_WRITTEN TASK_
Recast everything from the line containing "of the chocolate" down to the end of the items below as a JSON list of strings, one per line, with blank lines left out.

_RECORDED DATA_
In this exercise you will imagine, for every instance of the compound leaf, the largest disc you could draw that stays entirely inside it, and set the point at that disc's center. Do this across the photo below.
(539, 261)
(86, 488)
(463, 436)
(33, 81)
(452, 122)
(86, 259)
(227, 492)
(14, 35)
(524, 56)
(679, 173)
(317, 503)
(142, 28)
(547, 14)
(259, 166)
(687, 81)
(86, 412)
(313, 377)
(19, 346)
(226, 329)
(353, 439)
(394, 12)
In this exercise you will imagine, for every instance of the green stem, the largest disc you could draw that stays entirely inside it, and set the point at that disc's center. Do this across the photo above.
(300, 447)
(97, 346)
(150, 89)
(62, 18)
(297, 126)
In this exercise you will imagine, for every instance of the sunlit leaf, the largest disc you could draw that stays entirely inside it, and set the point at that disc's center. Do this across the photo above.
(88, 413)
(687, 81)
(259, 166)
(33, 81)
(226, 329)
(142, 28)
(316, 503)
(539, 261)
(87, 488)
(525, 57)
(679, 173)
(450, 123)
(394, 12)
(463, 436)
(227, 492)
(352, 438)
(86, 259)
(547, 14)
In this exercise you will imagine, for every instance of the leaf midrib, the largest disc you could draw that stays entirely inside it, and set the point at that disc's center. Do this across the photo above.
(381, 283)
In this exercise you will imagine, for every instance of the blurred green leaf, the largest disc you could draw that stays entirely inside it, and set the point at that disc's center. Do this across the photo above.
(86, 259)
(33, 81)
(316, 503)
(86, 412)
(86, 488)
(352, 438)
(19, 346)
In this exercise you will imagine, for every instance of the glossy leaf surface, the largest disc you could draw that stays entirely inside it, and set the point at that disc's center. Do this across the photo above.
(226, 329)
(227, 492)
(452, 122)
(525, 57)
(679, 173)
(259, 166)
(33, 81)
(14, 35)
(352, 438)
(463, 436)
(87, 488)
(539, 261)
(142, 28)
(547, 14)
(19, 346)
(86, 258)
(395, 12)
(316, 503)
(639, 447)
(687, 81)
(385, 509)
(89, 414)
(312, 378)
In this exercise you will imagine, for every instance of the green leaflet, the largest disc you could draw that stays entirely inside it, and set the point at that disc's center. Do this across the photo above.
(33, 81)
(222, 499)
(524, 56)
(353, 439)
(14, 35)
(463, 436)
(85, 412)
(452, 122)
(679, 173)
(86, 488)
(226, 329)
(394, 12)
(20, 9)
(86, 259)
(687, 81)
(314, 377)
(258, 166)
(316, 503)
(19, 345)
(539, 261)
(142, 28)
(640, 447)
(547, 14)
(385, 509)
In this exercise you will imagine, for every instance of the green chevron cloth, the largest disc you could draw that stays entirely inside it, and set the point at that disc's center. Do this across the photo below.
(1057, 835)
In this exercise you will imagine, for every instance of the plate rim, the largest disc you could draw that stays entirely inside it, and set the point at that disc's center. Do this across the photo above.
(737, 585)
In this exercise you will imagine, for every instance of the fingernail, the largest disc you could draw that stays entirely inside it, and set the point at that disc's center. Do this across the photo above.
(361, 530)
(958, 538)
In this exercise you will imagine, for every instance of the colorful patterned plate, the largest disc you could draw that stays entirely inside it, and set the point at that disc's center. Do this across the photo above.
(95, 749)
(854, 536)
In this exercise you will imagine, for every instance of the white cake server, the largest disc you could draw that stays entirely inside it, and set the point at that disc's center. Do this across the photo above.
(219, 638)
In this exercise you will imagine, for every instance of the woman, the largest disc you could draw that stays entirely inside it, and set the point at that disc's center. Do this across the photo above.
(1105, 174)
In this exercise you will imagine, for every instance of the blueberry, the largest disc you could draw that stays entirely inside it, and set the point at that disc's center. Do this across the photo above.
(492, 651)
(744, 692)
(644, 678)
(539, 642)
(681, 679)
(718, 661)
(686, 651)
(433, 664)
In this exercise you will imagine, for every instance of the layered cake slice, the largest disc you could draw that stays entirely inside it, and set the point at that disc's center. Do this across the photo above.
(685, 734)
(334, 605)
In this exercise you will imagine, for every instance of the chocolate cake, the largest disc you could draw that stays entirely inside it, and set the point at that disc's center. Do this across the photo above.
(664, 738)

_WRITTEN RESPONSE_
[
  "In this exercise you will imagine, for every instance of the chocolate cake, the largest disc you could draw that stays entirely inside it, and set the point at that disc's center. Do this across the photo above.",
  "(664, 738)"
]